• _PROBLEM SET_
1 – In the passage on patent fee arrangements, how do TV viewers often pay for programming?
2 – Restate more briefly the paragraph of the patent fee passage that begins "I also disagree with the idea".

• _EXERCISE PASSAGE_
    Importantly, the fee arrangement that a client may have with an attorney says nothing about whether any particular case or patent claim is worthy. When you walk through a neighborhood and see solar panels up on a roof, does their power output depend upon whether they were purchased with cash or credit?
    Conversely, are solar panels that were bought from a certain Chinese firm, with cash, better than panels purchased from ICP, with a loan? How the panels were financed says nothing about whether they will meet their advertised specifications. Similarly, you cannot tell from the fee arrangement whether any given patent infringement claim is genuinely worthy or utterly frivolous.
    I also disagree with the idea that commission-based patent litigation somehow carries no cost. As you note, *everything* in life has a cost. But that cost is not always paid in money. In TV, for example, viewers frequently “pay” for the costs of programming not with money, but with time – viewing advertisements. The advertisers, in turn, pay in money.

Saved entries

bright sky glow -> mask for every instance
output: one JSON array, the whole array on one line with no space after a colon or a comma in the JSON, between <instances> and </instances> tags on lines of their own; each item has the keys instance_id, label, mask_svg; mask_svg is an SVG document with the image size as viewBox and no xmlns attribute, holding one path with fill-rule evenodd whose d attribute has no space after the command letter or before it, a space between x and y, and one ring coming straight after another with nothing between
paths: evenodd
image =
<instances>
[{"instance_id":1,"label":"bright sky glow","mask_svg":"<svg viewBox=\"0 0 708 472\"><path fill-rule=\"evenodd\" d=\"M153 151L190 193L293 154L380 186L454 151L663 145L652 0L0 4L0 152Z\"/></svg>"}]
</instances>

• _RESPONSES BY ITEM NUMBER_
1 – With time, by viewing advertisements, rather than with money.

2 – Commission-based patent litigation is not free. Everything has a cost, but not every cost is paid in money. TV viewers, for example, pay for programming with time spent watching advertisements, while advertisers pay in money.